[START RECORDS FOR THIS TASK]

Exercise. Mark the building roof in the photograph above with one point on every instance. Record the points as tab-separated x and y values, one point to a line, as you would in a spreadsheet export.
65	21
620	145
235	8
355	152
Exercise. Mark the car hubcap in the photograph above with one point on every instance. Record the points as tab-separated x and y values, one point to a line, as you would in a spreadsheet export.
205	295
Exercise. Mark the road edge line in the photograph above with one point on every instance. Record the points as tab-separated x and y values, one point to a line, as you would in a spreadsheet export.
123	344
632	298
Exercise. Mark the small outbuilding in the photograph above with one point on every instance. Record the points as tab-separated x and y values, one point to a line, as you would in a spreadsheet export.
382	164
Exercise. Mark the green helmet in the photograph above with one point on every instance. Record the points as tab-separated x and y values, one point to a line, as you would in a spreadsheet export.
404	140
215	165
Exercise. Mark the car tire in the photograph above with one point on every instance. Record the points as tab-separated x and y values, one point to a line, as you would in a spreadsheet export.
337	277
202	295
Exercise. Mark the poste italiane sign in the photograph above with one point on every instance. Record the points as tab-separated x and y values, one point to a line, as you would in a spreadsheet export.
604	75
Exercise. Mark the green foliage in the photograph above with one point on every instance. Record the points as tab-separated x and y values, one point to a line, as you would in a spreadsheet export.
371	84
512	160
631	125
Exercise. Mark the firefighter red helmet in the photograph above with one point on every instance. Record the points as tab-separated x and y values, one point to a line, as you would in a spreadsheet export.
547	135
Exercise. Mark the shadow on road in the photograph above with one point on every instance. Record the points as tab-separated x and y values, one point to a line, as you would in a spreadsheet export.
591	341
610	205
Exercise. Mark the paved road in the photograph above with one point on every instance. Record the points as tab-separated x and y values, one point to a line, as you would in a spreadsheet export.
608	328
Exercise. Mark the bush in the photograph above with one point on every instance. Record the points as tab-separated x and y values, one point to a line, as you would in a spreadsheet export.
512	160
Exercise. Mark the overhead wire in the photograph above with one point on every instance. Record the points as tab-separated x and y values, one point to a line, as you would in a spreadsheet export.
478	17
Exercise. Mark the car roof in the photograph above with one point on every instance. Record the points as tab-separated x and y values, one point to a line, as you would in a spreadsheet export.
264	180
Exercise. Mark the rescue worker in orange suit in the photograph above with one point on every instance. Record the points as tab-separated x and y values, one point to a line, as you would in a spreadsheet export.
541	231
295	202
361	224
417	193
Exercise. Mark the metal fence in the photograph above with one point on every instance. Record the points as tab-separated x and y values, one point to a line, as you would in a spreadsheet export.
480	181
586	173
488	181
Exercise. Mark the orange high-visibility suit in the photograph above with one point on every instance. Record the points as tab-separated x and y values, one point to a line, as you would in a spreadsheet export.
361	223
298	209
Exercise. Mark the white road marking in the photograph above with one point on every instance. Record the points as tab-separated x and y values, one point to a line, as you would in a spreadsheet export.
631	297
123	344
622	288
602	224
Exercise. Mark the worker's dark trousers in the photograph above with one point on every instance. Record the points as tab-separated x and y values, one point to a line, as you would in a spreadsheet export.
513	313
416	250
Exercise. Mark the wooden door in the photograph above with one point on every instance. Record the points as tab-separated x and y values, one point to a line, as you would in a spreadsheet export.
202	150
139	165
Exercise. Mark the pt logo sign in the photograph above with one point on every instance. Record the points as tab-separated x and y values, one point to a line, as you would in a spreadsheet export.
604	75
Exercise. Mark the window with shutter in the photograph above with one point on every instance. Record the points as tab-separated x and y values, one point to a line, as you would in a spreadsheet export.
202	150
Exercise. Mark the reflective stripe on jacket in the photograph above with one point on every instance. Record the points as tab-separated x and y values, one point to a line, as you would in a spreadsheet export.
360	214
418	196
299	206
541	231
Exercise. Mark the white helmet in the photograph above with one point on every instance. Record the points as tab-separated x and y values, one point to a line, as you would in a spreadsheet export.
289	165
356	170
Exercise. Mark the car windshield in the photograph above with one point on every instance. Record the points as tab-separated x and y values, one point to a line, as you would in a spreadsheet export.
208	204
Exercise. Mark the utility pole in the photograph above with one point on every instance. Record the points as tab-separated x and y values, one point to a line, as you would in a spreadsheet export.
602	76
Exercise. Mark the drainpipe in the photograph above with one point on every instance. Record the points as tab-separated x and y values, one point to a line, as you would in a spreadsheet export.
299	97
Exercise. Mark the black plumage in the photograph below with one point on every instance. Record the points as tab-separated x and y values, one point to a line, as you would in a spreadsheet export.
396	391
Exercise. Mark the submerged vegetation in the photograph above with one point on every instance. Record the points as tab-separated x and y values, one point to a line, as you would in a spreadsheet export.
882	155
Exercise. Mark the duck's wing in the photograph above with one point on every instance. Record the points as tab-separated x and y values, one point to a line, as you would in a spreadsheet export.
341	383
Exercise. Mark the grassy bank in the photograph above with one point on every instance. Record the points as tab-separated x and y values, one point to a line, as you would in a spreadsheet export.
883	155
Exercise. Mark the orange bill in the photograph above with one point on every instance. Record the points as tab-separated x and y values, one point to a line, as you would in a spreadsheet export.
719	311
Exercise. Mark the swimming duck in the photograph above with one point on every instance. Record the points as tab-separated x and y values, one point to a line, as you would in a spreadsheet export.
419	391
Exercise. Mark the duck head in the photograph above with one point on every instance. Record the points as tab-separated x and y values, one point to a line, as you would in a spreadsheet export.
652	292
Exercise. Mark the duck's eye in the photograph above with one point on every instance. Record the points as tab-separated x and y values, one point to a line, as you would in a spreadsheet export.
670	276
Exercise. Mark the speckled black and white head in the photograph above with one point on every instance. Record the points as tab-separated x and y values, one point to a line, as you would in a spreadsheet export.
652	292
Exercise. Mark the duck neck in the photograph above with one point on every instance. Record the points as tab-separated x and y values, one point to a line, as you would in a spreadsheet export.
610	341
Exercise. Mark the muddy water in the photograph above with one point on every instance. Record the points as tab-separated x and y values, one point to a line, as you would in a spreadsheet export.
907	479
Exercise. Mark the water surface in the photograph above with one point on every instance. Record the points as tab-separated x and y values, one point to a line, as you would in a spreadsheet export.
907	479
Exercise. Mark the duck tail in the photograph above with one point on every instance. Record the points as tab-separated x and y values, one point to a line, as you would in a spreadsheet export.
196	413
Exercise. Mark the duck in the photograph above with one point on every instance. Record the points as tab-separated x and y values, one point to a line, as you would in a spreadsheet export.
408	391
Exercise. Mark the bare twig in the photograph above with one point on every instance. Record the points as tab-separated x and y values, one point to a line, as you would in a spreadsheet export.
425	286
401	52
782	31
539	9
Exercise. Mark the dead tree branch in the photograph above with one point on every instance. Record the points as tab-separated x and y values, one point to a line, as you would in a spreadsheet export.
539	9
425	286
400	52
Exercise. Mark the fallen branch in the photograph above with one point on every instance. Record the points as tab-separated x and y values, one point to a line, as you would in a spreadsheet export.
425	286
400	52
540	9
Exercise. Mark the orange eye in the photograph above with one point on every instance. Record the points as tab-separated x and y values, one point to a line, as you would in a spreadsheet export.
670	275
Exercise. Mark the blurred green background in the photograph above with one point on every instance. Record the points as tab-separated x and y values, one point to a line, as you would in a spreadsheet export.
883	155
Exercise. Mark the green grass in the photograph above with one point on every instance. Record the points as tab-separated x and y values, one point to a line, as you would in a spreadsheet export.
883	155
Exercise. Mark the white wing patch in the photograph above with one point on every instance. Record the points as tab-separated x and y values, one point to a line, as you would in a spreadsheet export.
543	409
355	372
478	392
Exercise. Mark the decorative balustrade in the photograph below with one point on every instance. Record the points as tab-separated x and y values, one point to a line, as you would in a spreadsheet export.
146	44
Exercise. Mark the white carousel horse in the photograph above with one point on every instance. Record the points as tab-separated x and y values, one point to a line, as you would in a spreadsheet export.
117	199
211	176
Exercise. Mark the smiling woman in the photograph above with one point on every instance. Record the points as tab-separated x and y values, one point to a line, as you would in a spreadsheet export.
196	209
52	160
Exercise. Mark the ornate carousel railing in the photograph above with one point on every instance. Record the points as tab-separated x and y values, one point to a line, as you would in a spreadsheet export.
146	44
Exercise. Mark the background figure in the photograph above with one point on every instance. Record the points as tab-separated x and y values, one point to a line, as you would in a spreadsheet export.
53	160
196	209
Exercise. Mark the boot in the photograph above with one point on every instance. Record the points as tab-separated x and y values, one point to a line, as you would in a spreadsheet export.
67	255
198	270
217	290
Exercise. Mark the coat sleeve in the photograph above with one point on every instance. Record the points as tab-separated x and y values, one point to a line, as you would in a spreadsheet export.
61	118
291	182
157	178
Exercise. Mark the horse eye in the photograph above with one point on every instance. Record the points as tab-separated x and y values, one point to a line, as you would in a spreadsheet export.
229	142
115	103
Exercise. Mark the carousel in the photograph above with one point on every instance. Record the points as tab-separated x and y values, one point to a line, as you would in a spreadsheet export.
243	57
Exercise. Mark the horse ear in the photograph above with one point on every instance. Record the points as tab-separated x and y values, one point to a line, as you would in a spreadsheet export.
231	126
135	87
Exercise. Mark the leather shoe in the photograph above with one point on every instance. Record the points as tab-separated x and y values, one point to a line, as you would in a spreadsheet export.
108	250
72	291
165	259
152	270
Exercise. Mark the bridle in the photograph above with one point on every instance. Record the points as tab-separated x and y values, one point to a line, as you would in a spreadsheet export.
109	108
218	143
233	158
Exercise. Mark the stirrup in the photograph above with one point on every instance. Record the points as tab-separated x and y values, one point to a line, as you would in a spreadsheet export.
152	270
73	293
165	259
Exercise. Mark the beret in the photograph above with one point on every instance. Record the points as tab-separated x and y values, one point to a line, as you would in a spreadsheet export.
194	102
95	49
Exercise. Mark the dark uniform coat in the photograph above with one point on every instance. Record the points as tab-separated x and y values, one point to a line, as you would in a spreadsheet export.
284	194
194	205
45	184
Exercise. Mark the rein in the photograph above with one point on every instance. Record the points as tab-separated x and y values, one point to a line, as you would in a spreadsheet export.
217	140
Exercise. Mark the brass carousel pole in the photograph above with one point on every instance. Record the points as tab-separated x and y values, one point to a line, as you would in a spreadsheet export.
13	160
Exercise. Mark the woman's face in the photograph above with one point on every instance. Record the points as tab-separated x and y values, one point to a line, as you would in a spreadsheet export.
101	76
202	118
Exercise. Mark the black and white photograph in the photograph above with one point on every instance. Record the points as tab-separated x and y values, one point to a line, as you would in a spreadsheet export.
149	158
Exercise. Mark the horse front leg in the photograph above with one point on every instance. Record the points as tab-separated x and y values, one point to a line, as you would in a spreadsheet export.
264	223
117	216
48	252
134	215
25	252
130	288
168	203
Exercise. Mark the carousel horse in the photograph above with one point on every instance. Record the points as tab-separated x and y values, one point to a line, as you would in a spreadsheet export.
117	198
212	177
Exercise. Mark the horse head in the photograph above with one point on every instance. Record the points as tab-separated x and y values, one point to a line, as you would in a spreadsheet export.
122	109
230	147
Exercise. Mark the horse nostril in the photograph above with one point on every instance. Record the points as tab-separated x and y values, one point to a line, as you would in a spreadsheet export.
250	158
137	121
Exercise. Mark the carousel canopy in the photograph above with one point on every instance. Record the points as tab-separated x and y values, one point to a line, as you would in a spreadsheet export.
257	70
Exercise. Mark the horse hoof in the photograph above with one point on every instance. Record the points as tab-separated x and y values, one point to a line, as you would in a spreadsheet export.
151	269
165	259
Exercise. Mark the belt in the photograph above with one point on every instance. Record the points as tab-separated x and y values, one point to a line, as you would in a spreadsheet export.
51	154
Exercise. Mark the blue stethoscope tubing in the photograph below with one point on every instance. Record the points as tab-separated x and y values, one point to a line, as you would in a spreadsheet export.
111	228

[END RECORDS FOR THIS TASK]

Reproduce exactly, with nothing added, the lines from the one that contains "Exercise. Mark the carousel horse" to the end of the data.

## ANSWER TO THE TASK
Exercise. Mark the carousel horse in the photograph above with one point on every instance. Record the points as tab-separated x and y values, one point to a line, as you would in a spreadsheet export.
117	198
212	177
Exercise. Mark the horse head in the photograph above with one point on every instance. Record the points as tab-separated x and y values, one point to a line, as you would in a spreadsheet export.
122	109
230	147
Exercise. Mark the horse nostril in the photograph above with one point on every instance. Record the points as tab-separated x and y values, one point to a line, as you would in a spreadsheet export.
250	158
137	121
Exercise. Mark the carousel canopy in the photograph above with one point on every instance. Record the points as tab-separated x and y values, one point to a line, as you would in a spreadsheet export.
257	70
Exercise. Mark the horse hoof in the photograph above with one point on every instance. Record the points as tab-separated x and y values, one point to a line, as you would in a spreadsheet export.
151	269
165	259
Exercise. Mark the belt in the photograph above with one point on every instance. Record the points as tab-separated x and y values, one point to a line, as you would in a spreadsheet export.
51	154
Exercise. Mark the blue stethoscope tubing in the photograph below with one point on every instance. Record the points as tab-separated x and y values, one point to a line, as you would in a spreadsheet export.
111	228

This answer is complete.